## Texto:
⁂

Deus
Ahmed Kathrada, sul-africano de origem indiana, dirigente do ANC, que passou 26 anos preso e deixou Pollsmore cinco meses antes da libertação de Nelson Mandela, era um senhor simpático que noutro tempo e lugar lembraria um advogado lisboeta do reviralho na tertúlia de Aquilino Ribeiro ao fim da tarde na Bertrand. Quando nos conhecemos à sua saída da cadeia informou-me de que era comunista; com efeito, por comunista o tinham prendido em 1963. No Outono de 1989, porém, soou-me como se me tivesse dito que era vegetariano.
Porque nessa altura, depois de por sete décadas ter imposto a milhões de seres humanos o seu jugo desumanizante e ter sido para outros uma ameaça (ou um conto do vigário), o comunismo perdera veleidades de mando na cidade e no mundo, não só na Rússia, que fora a Roma da sua fé, mas também em muitos outros lugares e passara a ser apenas uma regra de vida privada, para não dizer um hóbi (não fora esse o caso, de resto, o senhor Kathrada não teria sido libertado). Acontecera-lhe o que tinha acontecido antes às confissões cristãs com a separação da Igreja do Estado. E como a crença no comunismo tinha muito de crença religiosa, o seu desfalecimento prometia alargar o espaço de tolerância e de razão que a humanidade fora conseguindo abrir desde a Revolução Francesa e a revolução industrial. Infelizmente não sei se tal promessa se irá cumprir.

⁂

## Informação fornecida:
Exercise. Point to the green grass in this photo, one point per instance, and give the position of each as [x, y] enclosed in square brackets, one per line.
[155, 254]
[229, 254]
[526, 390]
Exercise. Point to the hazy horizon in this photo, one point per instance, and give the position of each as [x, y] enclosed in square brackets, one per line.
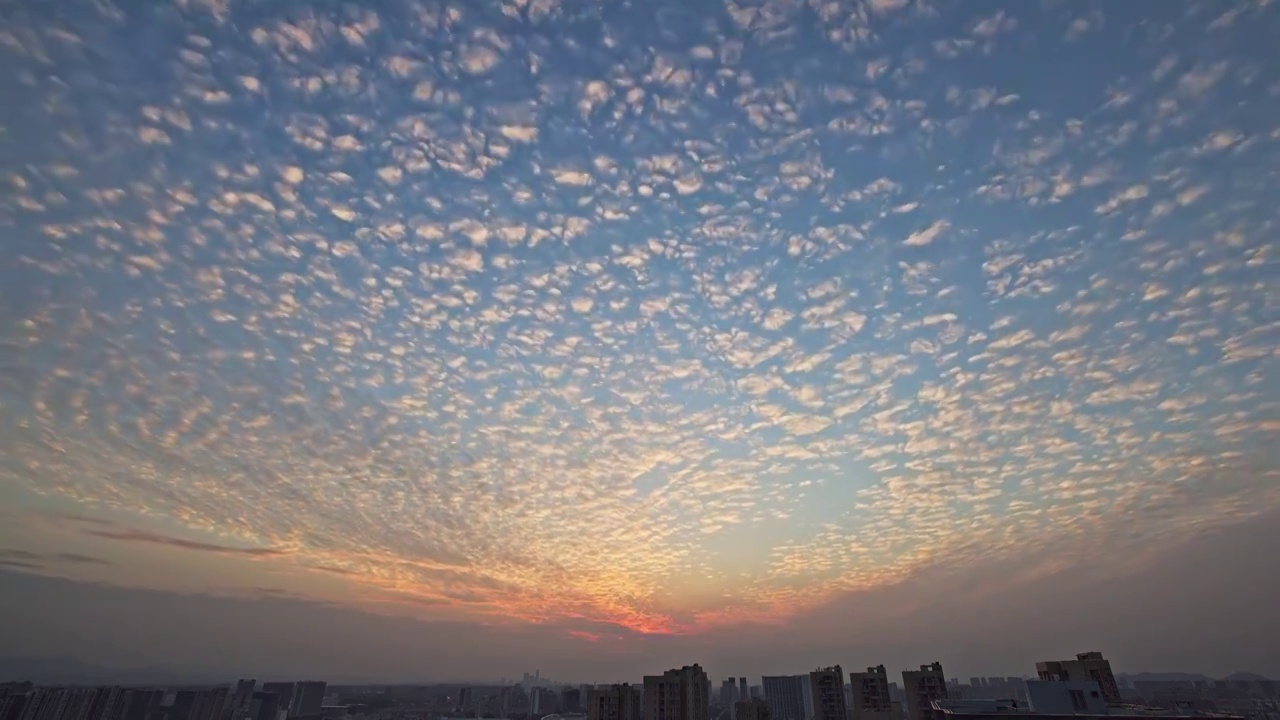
[608, 337]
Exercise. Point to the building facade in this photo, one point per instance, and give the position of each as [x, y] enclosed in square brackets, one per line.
[1086, 666]
[621, 701]
[922, 688]
[676, 695]
[828, 693]
[753, 709]
[789, 696]
[871, 696]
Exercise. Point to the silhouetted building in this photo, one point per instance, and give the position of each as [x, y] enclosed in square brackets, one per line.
[789, 696]
[923, 687]
[728, 692]
[242, 697]
[828, 693]
[871, 696]
[265, 705]
[621, 701]
[140, 703]
[286, 691]
[676, 695]
[543, 701]
[1066, 697]
[12, 706]
[571, 700]
[1086, 666]
[753, 709]
[307, 698]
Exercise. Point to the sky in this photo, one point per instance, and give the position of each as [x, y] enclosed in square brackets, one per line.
[416, 340]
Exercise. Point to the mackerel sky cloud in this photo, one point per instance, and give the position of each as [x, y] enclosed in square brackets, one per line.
[631, 318]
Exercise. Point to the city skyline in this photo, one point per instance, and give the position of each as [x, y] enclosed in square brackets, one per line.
[426, 337]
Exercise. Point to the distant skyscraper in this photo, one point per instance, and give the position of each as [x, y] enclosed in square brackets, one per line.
[923, 686]
[828, 693]
[265, 705]
[307, 698]
[872, 700]
[208, 705]
[286, 691]
[676, 695]
[571, 700]
[1086, 666]
[728, 692]
[615, 702]
[789, 697]
[753, 710]
[242, 697]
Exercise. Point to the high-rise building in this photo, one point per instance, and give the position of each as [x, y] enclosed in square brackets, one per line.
[828, 693]
[543, 701]
[752, 710]
[286, 691]
[620, 701]
[208, 705]
[789, 697]
[676, 695]
[871, 695]
[307, 698]
[571, 700]
[242, 697]
[138, 703]
[265, 705]
[728, 692]
[923, 687]
[1086, 666]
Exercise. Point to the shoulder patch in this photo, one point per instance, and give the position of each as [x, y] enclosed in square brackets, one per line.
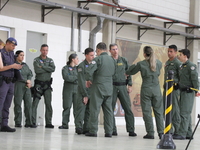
[192, 68]
[79, 69]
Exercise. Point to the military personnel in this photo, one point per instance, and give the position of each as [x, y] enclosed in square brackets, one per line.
[188, 79]
[173, 64]
[1, 63]
[83, 98]
[69, 74]
[121, 91]
[43, 67]
[1, 44]
[150, 91]
[7, 82]
[99, 75]
[22, 92]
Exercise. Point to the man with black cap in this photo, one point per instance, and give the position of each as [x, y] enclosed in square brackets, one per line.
[43, 67]
[99, 75]
[7, 82]
[189, 88]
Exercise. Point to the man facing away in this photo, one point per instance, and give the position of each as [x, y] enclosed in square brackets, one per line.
[83, 98]
[7, 82]
[120, 90]
[189, 87]
[100, 75]
[43, 66]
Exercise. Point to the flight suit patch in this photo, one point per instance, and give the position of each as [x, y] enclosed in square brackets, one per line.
[79, 69]
[120, 64]
[192, 68]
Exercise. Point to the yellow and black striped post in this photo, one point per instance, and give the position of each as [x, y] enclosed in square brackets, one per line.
[166, 141]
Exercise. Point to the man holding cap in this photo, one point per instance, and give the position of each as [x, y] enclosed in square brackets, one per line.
[7, 82]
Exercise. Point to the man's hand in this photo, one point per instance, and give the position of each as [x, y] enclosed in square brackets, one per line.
[197, 94]
[88, 84]
[28, 84]
[16, 66]
[129, 89]
[85, 100]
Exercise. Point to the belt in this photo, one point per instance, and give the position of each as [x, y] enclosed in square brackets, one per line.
[119, 83]
[187, 89]
[9, 79]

⁂

## Questões a responder:
a: Transcreva fielmente o trecho do texto sobre Ahmed Kathrada que começa com as palavras "Porque nessa altura, depois" e termina em "se irá cumprir.".
b: Responda, com base no texto sobre Ahmed Kathrada:
(i) Quantos anos passou Ahmed Kathrada preso?
(ii) Em que ano foi preso?
(iii) Que país fora a Roma da fé comunista?
c: Prossiga o texto sobre Ahmed Kathrada a partir da última frase apresentada.

## Conjunto de respostas:
a:
Porque nessa altura, depois de por sete décadas ter imposto a milhões de seres humanos o seu jugo desumanizante e ter sido para outros uma ameaça (ou um conto do vigário), o comunismo perdera veleidades de mando na cidade e no mundo, não só na Rússia, que fora a Roma da sua fé, mas também em muitos outros lugares e passara a ser apenas uma regra de vida privada, para não dizer um hóbi (não fora esse o caso, de resto, o senhor Kathrada não teria sido libertado). Acontecera-lhe o que tinha acontecido antes às confissões cristãs com a separação da Igreja do Estado. E como a crença no comunismo tinha muito de crença religiosa, o seu desfalecimento prometia alargar o espaço de tolerância e de razão que a humanidade fora conseguindo abrir desde a Revolução Francesa e a revolução industrial. Infelizmente não sei se tal promessa se irá cumprir.

b:
(i) 26 anos.
(ii) Em 1963.
(iii) A Rússia.

c:
Lembrei-me de Ahmed Kathrada e do fim do poder comunista por contraste com a reafirmação crescente de poder das igrejas cristãs, sobretudo nos Estados Unidos, onde eleitores evangélicos têm enchido o funcionalismo de beatos e beatas, condicionam a política de Washington quanto a Israel, a investigação científica e programas de planeamento familiar no Terceiro Mundo; onde quem não for cristão praticante escusa de pensar em ser presidente, senador, congressista ou sequer vereador de câmara; onde cada candidato à Casa Branca diz ter mais (e melhor) devoção do que os outros. Mas o bicho também morde na Europa céptica: recentemente no Vaticano, Nicolas Sarkozy enalteceu de tal maneira as raízes cristãs da França, filha mais velha da Igreja de Roma, que deixou alarmados 'espíritos fortes' seus compatriotas; o cartão (electrónico) de votos para o Natal e Ano Novo de um "think tank" de relações internacionais português com impecáveis credenciais científicas e políticas traz este ano a citação seguinte de Platão: 'Deus, não o homem, é a medida de todas as coisas'.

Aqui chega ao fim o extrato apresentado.